=== Ejercicio ===
Pon todas las líneas de las entradas de abajo en una lista JSON de cadenas, una cadena por cada línea y sin las líneas en blanco.
━━ Filas ━━
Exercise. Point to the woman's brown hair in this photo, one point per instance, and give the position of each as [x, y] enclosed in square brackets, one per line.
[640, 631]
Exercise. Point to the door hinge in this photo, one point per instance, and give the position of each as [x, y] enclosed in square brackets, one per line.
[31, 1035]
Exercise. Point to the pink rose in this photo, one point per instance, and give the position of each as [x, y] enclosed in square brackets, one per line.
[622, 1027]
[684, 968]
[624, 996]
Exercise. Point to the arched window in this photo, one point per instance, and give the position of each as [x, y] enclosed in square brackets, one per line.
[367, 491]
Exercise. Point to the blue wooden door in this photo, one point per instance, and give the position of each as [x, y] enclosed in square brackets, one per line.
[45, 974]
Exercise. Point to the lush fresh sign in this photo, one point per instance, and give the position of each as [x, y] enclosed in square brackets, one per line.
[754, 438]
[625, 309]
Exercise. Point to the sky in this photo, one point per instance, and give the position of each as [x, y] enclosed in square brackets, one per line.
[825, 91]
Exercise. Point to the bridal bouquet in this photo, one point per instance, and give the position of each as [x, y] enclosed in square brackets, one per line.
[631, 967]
━━━
=== Respuesta del ejercicio ===
[
  "Exercise. Point to the woman's brown hair in this photo, one point per instance, and give the position of each as [x, y] enclosed in square brackets, one per line.",
  "[640, 631]",
  "Exercise. Point to the door hinge in this photo, one point per instance, and give the position of each as [x, y] enclosed in square brackets, one per line.",
  "[31, 1035]",
  "Exercise. Point to the pink rose in this photo, one point per instance, and give the position of each as [x, y] enclosed in square brackets, one per line.",
  "[622, 1027]",
  "[684, 968]",
  "[624, 996]",
  "Exercise. Point to the arched window in this photo, one point per instance, and give the position of each as [x, y] enclosed in square brackets, one per line.",
  "[367, 491]",
  "Exercise. Point to the blue wooden door in this photo, one point per instance, and give the position of each as [x, y] enclosed in square brackets, one per line.",
  "[45, 974]",
  "Exercise. Point to the lush fresh sign in this photo, one point per instance, and give the position of each as [x, y] enclosed in square brackets, one per line.",
  "[754, 438]",
  "[625, 309]",
  "Exercise. Point to the sky in this photo, one point per instance, and give the position of each as [x, y] enclosed in square brackets, one per line.",
  "[825, 91]",
  "Exercise. Point to the bridal bouquet in this photo, one point per instance, and give the position of each as [x, y] enclosed in square brackets, one per line.",
  "[631, 967]"
]